▶ **Reading text**:

This claim refers to a non-transitory computer-readable medium (like a USB drive or hard drive) containing a program that, when executed by a computer, performs the speech enhancement method described in claim 1: obtaining a first audio signal from a contact sensor; obtaining a second audio signal from an air conduction sensor, the second audio signal representing the speech of the user and including noise from the environment around the user; detecting periods of speech in the first audio signal; applying a speech enhancement algorithm to the second audio signal to reduce the noise in the second audio signal, the speech enhancement algorithm using the detected periods of speech in the first audio signal; equalizing the first audio signal using the noise-reduced second audio signal to produce an output audio signal representing the speech of the user, the equalizing including performing linear prediction analysis on both the first audio signal and the noise-reduced second audio signal to construct an equalization filter, wherein the performing linear prediction analysis further includes: (i) estimating linear prediction coefficients for both the first audio signal and the noise-reduced second audio signal; (ii) using the linear prediction coefficients for the first audio signal to produce an excitation signal for the first audio signal; (iii) using the linear prediction coefficients for the noise-reduced second audio signal to construct a frequency domain envelope; and (iv) equalizing the excitation signal for the first audio signal using the frequency domain envelope.

▶ **Directive**: In the speech enhancement claim, which kind of sensor provides the first audio signal?

▶ **Data segment**:
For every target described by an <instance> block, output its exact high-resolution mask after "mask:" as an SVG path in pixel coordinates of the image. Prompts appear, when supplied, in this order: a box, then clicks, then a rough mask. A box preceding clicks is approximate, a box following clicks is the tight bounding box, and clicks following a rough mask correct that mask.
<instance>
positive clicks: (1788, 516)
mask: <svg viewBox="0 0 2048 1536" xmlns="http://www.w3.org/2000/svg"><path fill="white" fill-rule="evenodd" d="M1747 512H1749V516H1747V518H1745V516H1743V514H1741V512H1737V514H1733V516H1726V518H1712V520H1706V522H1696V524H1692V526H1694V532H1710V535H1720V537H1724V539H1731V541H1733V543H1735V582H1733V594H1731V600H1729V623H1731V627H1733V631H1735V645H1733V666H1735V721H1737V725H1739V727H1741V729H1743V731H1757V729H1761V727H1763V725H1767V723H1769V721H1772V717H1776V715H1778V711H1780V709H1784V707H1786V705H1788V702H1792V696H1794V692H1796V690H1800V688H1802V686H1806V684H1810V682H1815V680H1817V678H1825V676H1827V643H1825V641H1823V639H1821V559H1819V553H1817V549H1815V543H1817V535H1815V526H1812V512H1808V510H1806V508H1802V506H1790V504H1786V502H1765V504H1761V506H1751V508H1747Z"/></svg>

▶ **Output of the task**: A contact sensor.